● **SHORT PROBLEM**
Rewrite the whole listing below as a numbered list, omitting any blank lines.

● **EXERCISE INPUTS**
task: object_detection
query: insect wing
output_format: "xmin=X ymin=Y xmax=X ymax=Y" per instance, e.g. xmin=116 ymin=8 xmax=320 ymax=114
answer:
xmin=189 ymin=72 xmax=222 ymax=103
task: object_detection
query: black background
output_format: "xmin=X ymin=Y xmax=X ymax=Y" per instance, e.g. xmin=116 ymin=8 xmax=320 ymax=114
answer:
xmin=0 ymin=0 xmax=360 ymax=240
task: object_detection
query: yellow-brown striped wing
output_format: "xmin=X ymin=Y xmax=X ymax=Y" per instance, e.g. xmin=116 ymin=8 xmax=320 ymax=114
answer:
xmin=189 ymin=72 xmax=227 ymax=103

● **REPLY TO THE EXERCISE**
1. task: object_detection
2. query: insect wing
3. output_format: "xmin=X ymin=Y xmax=X ymax=Y" per instance, e.g. xmin=116 ymin=8 xmax=320 ymax=114
4. answer:
5. xmin=189 ymin=72 xmax=222 ymax=103
6. task: object_detection
7. query: black background
8. output_format: "xmin=X ymin=Y xmax=X ymax=Y" per instance, e.g. xmin=116 ymin=8 xmax=320 ymax=114
9. answer:
10. xmin=0 ymin=0 xmax=360 ymax=240
11. task: object_detection
12. query: yellow-brown striped wing
13. output_format: "xmin=X ymin=Y xmax=X ymax=Y" per instance, e.g. xmin=116 ymin=8 xmax=320 ymax=114
14. answer:
15. xmin=189 ymin=72 xmax=227 ymax=103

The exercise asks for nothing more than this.